### Instructions to follow
For the word "panel", copy every line of the material that includes it.

* * * *

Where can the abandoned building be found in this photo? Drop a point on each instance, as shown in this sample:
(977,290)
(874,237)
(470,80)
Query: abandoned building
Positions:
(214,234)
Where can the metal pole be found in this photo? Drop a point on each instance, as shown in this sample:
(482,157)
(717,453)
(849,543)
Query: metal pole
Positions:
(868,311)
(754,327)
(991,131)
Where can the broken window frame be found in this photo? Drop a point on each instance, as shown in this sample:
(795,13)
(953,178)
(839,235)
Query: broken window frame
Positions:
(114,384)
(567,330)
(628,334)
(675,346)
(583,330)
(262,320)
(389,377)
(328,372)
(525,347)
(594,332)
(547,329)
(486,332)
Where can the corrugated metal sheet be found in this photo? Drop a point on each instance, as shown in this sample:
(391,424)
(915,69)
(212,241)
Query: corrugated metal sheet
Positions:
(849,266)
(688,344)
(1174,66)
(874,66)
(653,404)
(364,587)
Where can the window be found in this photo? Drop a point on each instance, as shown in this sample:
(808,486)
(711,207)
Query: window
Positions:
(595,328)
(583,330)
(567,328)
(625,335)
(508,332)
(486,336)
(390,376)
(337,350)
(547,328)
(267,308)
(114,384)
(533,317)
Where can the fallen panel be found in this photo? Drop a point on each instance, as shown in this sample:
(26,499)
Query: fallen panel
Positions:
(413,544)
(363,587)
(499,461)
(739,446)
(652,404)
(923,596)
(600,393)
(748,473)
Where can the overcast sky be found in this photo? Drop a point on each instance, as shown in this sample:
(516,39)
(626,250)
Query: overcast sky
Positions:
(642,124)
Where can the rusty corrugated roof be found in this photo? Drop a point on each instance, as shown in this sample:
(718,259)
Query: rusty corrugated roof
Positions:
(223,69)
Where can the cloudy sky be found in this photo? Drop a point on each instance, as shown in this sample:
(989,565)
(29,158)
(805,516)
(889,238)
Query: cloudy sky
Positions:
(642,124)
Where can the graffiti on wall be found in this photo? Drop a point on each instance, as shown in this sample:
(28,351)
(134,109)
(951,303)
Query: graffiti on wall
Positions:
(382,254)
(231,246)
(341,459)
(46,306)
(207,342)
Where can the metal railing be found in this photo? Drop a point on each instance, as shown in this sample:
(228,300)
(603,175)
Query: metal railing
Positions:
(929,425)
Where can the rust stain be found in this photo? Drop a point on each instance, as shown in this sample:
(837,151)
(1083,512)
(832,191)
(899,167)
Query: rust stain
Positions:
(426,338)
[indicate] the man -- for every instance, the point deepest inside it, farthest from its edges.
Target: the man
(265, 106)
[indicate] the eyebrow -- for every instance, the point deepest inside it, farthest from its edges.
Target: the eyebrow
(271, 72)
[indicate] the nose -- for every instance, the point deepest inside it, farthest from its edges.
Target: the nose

* * * *

### Written answer
Where can the fallen panel be found in this photo? Drop a point on each instance, as shown in this sample:
Query: fallen panel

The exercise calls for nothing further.